Activity:
Reproduce each record below exactly as written.

Supplied information:
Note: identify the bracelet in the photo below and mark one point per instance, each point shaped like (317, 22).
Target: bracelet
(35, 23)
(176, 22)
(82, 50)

Output for this exercise:
Note: identify the bracelet in the photo below and mark one point per instance, each point shaped like (317, 22).
Target: bracelet
(35, 23)
(176, 22)
(82, 50)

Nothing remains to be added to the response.